== Tarefas e exercícios ==
#1 De acordo com o texto sobre o cigarro, quem era a padroeira da cidade?
#2 Resuma o texto sobre o cigarro em duas frases.
#3 Transcreva do texto sobre o cigarro o trecho que vai de "Quando pré-adolescente, eu" até "foi pra valer.".

[Texto fornecido]

ARTIGO

O milagre de Santa Rita

Por Rubinho Vitti |
| Tempo de leitura: 3 min

Quando pré-adolescente, eu era coroinha da igreja Matriz da Vila Rezende. E nessas de ajudar a paróquia nas missas e eventos, lembro que participei de uma das quermesses de fim de ano que homenageavam a Imaculada Conceição, padroeira da cidade.

Eu ficava na barraca da pescaria e um dos prêmios disponíveis para quem ganhava era um maço de cigarro. Sim, senhores, os tempos eram outros. E foi dentro da igreja que tive meu primeiro contato com a nicotina. Bela contradição!

Ferindo o sétimo mandamento, furtei um maço de cigarros em plena igreja. Ao voltar para casa, fui no fundo do quintal e acendi meu primeiro cigarrinho.

Blergh! Foi horrível!

Anos depois, a influência dos conhecidos me fez colocar um cigarro novamente na boca. E dessa vez foi pra valer.

Lembro como se fosse ontem quando uma amiga insistiu em me apresentar um que tinha sabor menta, e passei a fumar de vez em quando.

Mesmo não me tornando um fumante inveterado, o vício existia. Não podia beber uma gota de bebida alcoólica para quase que instantaneamente precisar acender um cigarro.

E lá ia um maço, às vezes um maço e meio, de cigarros em uma noite de balada, o que, somando um pouco daqui e dali, dava uns três ou quatro por semana.

Foram mais de 15 anos assim. Até agora!

A vontade de parar de fumar sempre existiu, assim como a culpa, mas aquele cigarrinho com a cervejinha, com o vinhozinho, com o drink de vodquinha… era um desbunde aparentemente inocente!

Nunca tentei de fato parar apesar dos pedidos de minha família ou campanhas de prevenção do câncer, médicos dizendo que o fumo aumenta o risco de um tumor em sei-lá-quantos-por-cento. Os avisos eram constantes, mas como todo fumante faz, eu também ignorava.

Mas eis que minha ídola-mor de toda vida, Rita Lee, foi diagnosticada com câncer de pulmão, depois de décadas fumando. Rita e o cigarro eram “parceiros perfeitos” do crime em serem rebeldes. Não era difícil ver os dois juntinhos até mesmo em cima do palco ou nos camarins.

Depois de envelhecer, Rita dizia que aquele era seu único “pecadinho” que sobrara, depois de ter passado por barras pesadas de drogas e álcool.

Foi uma angústia sem fim acompanhar o processo de Rita e o câncer de tão longe, sem muitas informações.

[/Texto fornecido]
[Dados apresentados]

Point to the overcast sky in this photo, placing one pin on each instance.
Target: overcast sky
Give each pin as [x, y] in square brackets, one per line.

[/Dados apresentados]

== Exercício resolvido ==
#1 A Imaculada Conceição.

#2 Rubinho Vitti conta que fumou o primeiro cigarro ainda pré-adolescente, depois de furtar um maço na quermesse da igreja, e que anos depois voltou a fumar por influência dos conhecidos e manteve o vício por mais de 15 anos. Apesar da vontade de parar e dos avisos constantes, nunca tentou largar de fato, até que Rita Lee, sua maior ídola, foi diagnosticada com câncer de pulmão depois de décadas fumando.

#3
Quando pré-adolescente, eu era coroinha da igreja Matriz da Vila Rezende. E nessas de ajudar a paróquia nas missas e eventos, lembro que participei de uma das quermesses de fim de ano que homenageavam a Imaculada Conceição, padroeira da cidade.

Eu ficava na barraca da pescaria e um dos prêmios disponíveis para quem ganhava era um maço de cigarro. Sim, senhores, os tempos eram outros. E foi dentro da igreja que tive meu primeiro contato com a nicotina. Bela contradição!

Ferindo o sétimo mandamento, furtei um maço de cigarros em plena igreja. Ao voltar para casa, fui no fundo do quintal e acendi meu primeiro cigarrinho.

Blergh! Foi horrível!

Anos depois, a influência dos conhecidos me fez colocar um cigarro novamente na boca. E dessa vez foi pra valer.